Activités:
A) Veuillez recopier à l'identique le passage du texte d'exercice qui commence par « Immédiatement, les mêmes » et se poursuit jusqu'à « et sans oppression. ».
B) Traduisez en anglais cette phrase du texte d'exercice : « Immédiatement, les mêmes gouvernements bourgeois qui entretiennent de lourds États policiers et répriment leurs masses (ou celles de leurs pays satellites) lorsqu'elles protestent contre leur propre misère, se sont précipités pour exprimer leur « solidarité » avec les manifestants cubains et leur « consternation » face à la répression. »

Texte d'exercice:
::::::::

Face à l’ampleur des manifestations, inattendues et sans précédent à Cuba, la réaction du président Miguel Días-Canel a été d’imputer tous les problèmes au blocus américain, de mobiliser sa propre bureaucratie pour contrer les manifestations massives, de réprimer avec une violence policière disproportionnée, de bloquer les communications internet, d’arrêter arbitrairement des centaines de personnes (dont des militants du PCC) et… de renforcer le processus légal de démantèlement de l’économie planifiée et d’ouverture à la privatisation.
Immédiatement, les mêmes gouvernements bourgeois qui entretiennent de lourds États policiers et répriment leurs masses (ou celles de leurs pays satellites) lorsqu’elles protestent contre leur propre misère, se sont précipités pour exprimer leur « solidarité » avec les manifestants cubains et leur « consternation » face à la répression. La bienveillance hypocrite avec les mobilisations, exprimée par Biden, Bolsonaro ou les dirigeants des pays de l’Union européenne est une tactique qui a le même objectif que la bureaucratie au pouvoir : convaincre les classes ouvrières cubaines et celles de toute l’Amérique que la seule solution à leurs problèmes est le retour au règne du capital, l’abandon des « vieux rêves socialistes », le renoncement définitif à un monde sans classes sociales, sans exploitation et sans oppression.

::::::::

Données disponibles:
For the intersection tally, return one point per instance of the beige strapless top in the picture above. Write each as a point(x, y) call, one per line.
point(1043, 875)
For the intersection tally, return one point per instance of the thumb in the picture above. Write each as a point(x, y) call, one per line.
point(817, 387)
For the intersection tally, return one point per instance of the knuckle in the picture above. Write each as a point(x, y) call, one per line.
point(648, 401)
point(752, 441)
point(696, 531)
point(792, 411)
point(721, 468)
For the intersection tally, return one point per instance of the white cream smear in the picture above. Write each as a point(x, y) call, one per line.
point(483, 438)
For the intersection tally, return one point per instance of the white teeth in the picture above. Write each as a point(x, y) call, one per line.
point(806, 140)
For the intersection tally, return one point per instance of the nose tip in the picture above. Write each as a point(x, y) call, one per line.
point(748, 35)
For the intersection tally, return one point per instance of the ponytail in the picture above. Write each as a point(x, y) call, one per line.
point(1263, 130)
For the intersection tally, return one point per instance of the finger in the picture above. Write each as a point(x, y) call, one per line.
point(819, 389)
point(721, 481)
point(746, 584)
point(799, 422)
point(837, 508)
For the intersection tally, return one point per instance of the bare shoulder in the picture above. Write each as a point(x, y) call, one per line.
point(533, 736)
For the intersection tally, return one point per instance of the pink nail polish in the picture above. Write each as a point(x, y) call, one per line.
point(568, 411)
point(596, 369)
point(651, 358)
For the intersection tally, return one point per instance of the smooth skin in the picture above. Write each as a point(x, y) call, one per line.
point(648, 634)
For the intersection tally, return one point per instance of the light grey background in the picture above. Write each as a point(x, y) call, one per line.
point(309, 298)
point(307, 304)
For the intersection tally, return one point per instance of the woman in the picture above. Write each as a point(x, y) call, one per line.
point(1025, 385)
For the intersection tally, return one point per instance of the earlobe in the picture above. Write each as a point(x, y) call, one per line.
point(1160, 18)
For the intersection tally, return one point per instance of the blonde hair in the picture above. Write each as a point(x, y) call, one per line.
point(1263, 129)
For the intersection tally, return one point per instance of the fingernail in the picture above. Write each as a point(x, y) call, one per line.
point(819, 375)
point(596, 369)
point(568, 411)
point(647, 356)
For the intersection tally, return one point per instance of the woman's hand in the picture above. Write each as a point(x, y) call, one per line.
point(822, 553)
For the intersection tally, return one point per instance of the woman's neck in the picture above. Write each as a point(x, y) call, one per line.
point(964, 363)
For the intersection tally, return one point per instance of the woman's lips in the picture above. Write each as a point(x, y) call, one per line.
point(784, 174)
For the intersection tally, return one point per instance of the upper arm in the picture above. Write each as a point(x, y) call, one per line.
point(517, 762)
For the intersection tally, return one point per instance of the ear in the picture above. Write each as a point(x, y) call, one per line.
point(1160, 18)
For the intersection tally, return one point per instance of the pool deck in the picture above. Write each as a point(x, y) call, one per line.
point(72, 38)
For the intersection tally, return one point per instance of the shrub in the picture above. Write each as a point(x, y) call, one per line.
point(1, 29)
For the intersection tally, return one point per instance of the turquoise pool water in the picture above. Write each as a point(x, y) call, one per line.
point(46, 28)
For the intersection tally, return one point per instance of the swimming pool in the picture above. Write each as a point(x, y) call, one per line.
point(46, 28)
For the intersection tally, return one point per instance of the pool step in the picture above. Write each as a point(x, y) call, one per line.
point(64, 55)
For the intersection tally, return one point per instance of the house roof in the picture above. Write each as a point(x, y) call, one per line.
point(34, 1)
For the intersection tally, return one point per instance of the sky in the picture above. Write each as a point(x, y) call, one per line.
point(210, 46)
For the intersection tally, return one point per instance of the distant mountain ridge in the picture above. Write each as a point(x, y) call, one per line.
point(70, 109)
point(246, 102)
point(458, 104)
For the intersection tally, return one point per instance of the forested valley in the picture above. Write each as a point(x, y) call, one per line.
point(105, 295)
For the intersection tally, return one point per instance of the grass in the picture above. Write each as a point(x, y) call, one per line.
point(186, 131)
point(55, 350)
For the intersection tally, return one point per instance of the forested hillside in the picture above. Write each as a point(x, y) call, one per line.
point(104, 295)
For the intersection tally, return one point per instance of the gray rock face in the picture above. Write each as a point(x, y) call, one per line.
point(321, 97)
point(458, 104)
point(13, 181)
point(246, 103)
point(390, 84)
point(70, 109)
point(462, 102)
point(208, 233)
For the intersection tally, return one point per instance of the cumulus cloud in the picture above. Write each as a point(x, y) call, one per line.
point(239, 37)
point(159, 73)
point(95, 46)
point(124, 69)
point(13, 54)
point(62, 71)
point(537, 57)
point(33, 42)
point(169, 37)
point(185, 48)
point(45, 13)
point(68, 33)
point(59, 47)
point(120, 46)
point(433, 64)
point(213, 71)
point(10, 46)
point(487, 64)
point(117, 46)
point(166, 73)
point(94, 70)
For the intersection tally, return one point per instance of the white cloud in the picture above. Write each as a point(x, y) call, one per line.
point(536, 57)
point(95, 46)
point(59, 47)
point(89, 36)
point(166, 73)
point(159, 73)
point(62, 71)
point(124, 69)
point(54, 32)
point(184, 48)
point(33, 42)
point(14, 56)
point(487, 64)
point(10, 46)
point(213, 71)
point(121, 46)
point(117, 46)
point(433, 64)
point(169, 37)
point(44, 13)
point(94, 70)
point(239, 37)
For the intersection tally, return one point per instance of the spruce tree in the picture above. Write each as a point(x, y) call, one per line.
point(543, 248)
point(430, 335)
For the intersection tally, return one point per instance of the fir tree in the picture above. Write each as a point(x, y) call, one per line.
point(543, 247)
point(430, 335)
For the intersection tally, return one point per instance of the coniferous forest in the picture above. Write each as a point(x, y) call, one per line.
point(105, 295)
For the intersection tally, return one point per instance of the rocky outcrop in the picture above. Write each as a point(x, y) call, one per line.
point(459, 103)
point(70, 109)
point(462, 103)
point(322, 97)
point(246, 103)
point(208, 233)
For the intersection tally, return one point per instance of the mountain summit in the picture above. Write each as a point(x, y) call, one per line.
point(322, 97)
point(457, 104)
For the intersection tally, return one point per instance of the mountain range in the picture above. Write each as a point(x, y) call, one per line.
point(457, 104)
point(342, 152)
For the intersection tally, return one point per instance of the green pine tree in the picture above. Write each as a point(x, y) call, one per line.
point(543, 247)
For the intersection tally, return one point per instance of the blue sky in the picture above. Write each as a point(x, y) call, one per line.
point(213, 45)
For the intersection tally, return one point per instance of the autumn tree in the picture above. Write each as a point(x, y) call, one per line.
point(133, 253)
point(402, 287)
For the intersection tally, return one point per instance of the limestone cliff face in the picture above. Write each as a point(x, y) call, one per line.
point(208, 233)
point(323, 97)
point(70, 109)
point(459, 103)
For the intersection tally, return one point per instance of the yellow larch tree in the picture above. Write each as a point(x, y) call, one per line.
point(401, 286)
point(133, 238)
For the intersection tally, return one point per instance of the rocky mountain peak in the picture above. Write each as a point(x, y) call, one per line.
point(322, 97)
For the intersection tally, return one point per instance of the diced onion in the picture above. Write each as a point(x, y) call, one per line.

::::::::

Réponses:
A)
Immédiatement, les mêmes gouvernements bourgeois qui entretiennent de lourds États policiers et répriment leurs masses (ou celles de leurs pays satellites) lorsqu’elles protestent contre leur propre misère, se sont précipités pour exprimer leur « solidarité » avec les manifestants cubains et leur « consternation » face à la répression. La bienveillance hypocrite avec les mobilisations, exprimée par Biden, Bolsonaro ou les dirigeants des pays de l’Union européenne est une tactique qui a le même objectif que la bureaucratie au pouvoir : convaincre les classes ouvrières cubaines et celles de toute l’Amérique que la seule solution à leurs problèmes est le retour au règne du capital, l’abandon des « vieux rêves socialistes », le renoncement définitif à un monde sans classes sociales, sans exploitation et sans oppression.

B) Immediately, the same bourgeois governments that maintain heavy police states and repress their masses (or those of their satellite countries) when they protest against their own misery rushed to express their "solidarity" with the Cuban protesters and their "dismay" at the repression.